**Aim of the exercise**
Convert the entries below into a two-column CSV with the columns instruction and output. Give one row per entry, with its text and its answer each in a single quoted field, line breaks replaced by spaces, and the pictures left out.

--- BEGIN ---

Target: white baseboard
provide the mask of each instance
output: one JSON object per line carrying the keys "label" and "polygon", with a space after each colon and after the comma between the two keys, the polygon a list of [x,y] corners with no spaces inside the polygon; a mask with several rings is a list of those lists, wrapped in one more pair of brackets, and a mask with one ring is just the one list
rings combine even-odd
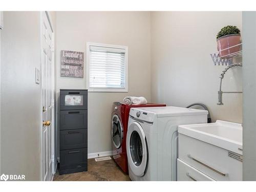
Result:
{"label": "white baseboard", "polygon": [[109,156],[112,155],[112,151],[110,151],[109,152],[92,153],[88,154],[88,159],[96,158],[97,157]]}

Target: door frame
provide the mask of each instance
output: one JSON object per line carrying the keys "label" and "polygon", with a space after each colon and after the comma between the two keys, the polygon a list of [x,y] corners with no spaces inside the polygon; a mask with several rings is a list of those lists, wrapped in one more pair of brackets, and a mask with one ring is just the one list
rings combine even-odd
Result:
{"label": "door frame", "polygon": [[53,64],[52,65],[52,174],[53,174],[53,177],[51,178],[51,180],[52,180],[53,179],[53,175],[55,174],[56,169],[57,167],[55,166],[55,100],[54,100],[54,95],[55,95],[55,79],[54,79],[54,73],[55,73],[55,71],[54,71],[54,68],[55,68],[55,58],[54,57],[54,50],[55,50],[55,34],[54,34],[54,31],[53,31],[53,28],[52,27],[52,19],[51,18],[51,15],[50,15],[48,11],[40,11],[39,14],[40,14],[40,124],[39,124],[39,129],[40,129],[40,180],[41,181],[44,181],[44,168],[43,168],[43,146],[42,146],[42,143],[43,143],[43,129],[42,129],[42,120],[43,120],[43,117],[42,117],[42,113],[41,110],[42,110],[42,109],[41,108],[41,106],[43,105],[43,98],[42,97],[42,54],[41,54],[41,50],[42,50],[42,45],[41,45],[41,35],[42,33],[42,16],[43,14],[46,14],[46,16],[47,16],[47,18],[48,19],[48,22],[49,22],[50,26],[51,27],[51,29],[52,32],[52,39],[53,39],[53,51],[52,51],[52,60],[53,60]]}

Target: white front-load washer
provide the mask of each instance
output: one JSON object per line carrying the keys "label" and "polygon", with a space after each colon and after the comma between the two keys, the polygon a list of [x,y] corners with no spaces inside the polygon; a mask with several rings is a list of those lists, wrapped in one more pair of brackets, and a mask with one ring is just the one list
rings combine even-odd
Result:
{"label": "white front-load washer", "polygon": [[133,181],[177,181],[178,126],[206,123],[208,111],[175,106],[131,108],[126,136]]}

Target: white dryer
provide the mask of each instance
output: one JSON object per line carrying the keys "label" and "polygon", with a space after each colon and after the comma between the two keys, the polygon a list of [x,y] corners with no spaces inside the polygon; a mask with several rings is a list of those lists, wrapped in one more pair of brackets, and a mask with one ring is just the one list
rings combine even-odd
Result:
{"label": "white dryer", "polygon": [[134,181],[177,181],[178,126],[206,123],[208,111],[175,106],[131,108],[126,136]]}

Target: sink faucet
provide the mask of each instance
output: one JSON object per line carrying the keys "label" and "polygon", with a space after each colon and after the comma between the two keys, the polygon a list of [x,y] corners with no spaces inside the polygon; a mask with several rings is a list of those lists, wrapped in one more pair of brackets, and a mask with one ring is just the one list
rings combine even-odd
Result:
{"label": "sink faucet", "polygon": [[225,70],[222,72],[222,73],[221,74],[220,78],[221,78],[221,80],[220,82],[220,90],[218,92],[218,103],[217,104],[218,105],[223,105],[223,103],[222,102],[222,94],[223,93],[242,93],[243,92],[241,91],[231,91],[231,92],[227,92],[227,91],[222,91],[221,90],[221,83],[222,83],[222,79],[224,78],[224,75],[226,73],[226,72],[229,69],[233,67],[242,67],[243,66],[243,65],[242,63],[234,63],[234,64],[231,64],[229,65],[226,68],[225,68]]}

--- END ---

**Exercise output**
instruction,output
"Target: white baseboard provide the mask of each instance output: one JSON object per line carrying the keys ""label"" and ""polygon"", with a space after each colon and after the comma between the two keys, the polygon a list of [x,y] corners with no spaces inside the polygon; a mask with several rings is a list of those lists, wrapped in one more pair of brackets, and a mask with one ring is just the one list rings combine even-odd Result:","{""label"": ""white baseboard"", ""polygon"": [[109,156],[112,155],[112,151],[110,151],[109,152],[92,153],[88,154],[88,159],[96,158],[97,157]]}"
"Target: door frame provide the mask of each instance output: one JSON object per line carrying the keys ""label"" and ""polygon"", with a space after each colon and after the comma between the two keys, the polygon a list of [x,y] corners with no spaces inside the polygon; a mask with several rings is a list of those lists, wrapped in one more pair of brackets, and a mask with one ring is just the one list rings combine even-odd Result:","{""label"": ""door frame"", ""polygon"": [[53,64],[52,65],[52,174],[53,174],[53,177],[51,178],[51,180],[52,180],[53,179],[53,175],[55,174],[56,169],[57,167],[55,166],[55,100],[54,100],[54,95],[55,95],[55,79],[54,79],[54,73],[55,73],[55,71],[54,71],[54,68],[55,68],[55,58],[54,57],[54,50],[55,50],[55,34],[54,34],[54,31],[53,31],[53,28],[52,27],[52,19],[51,18],[51,15],[50,15],[48,11],[40,11],[39,14],[40,14],[40,124],[39,124],[39,129],[40,129],[40,180],[41,181],[44,181],[44,168],[43,168],[43,146],[42,146],[42,143],[43,143],[43,129],[42,129],[42,120],[43,120],[43,117],[42,117],[42,113],[41,110],[42,110],[42,109],[41,108],[41,106],[43,105],[43,98],[42,97],[42,54],[41,54],[41,50],[42,50],[42,45],[41,45],[41,35],[42,33],[42,16],[43,14],[46,14],[46,16],[47,16],[47,18],[48,19],[48,22],[49,22],[50,26],[51,27],[51,29],[52,32],[52,39],[53,39],[53,51],[52,51],[52,60],[53,60]]}"
"Target: white front-load washer provide the mask of each instance output: one JSON object per line carrying the keys ""label"" and ""polygon"", with a space after each colon and after the comma between the two keys, the polygon a list of [x,y] corners with no spaces inside the polygon; a mask with several rings is a list of those lists, wrapped in one more pair of brackets, and a mask with one ring is just the one list rings combine even-odd Result:","{""label"": ""white front-load washer"", ""polygon"": [[133,181],[177,181],[178,126],[206,123],[208,111],[175,106],[131,108],[126,136]]}"
"Target: white dryer provide the mask of each instance output: one JSON object per line carrying the keys ""label"" and ""polygon"", with a space after each colon and after the comma between the two keys, the polygon a list of [x,y] corners with no spaces inside the polygon; a mask with several rings is a list of those lists, wrapped in one more pair of brackets, and a mask with one ring is just the one list rings combine even-odd Result:","{""label"": ""white dryer"", ""polygon"": [[134,181],[177,181],[178,126],[206,123],[208,111],[175,106],[131,108],[126,136]]}"
"Target: sink faucet provide the mask of each instance output: one JSON object per line carrying the keys ""label"" and ""polygon"", with a space after each colon and after the comma between the two keys, the polygon a list of [x,y] corners with no spaces inside the polygon; a mask with several rings is a list of those lists, wrapped in one more pair of brackets, and a mask with one ring is just the one list rings combine even-odd Result:","{""label"": ""sink faucet"", ""polygon"": [[225,70],[222,72],[222,73],[221,74],[220,78],[221,78],[221,80],[220,82],[220,90],[218,92],[218,103],[217,104],[218,105],[223,105],[223,103],[222,102],[222,94],[223,93],[242,93],[243,92],[241,91],[231,91],[231,92],[227,92],[227,91],[222,91],[221,90],[221,83],[222,83],[222,79],[224,78],[224,75],[226,73],[226,72],[229,69],[233,67],[242,67],[243,66],[243,65],[242,63],[234,63],[234,64],[231,64],[229,65],[226,68],[225,68]]}"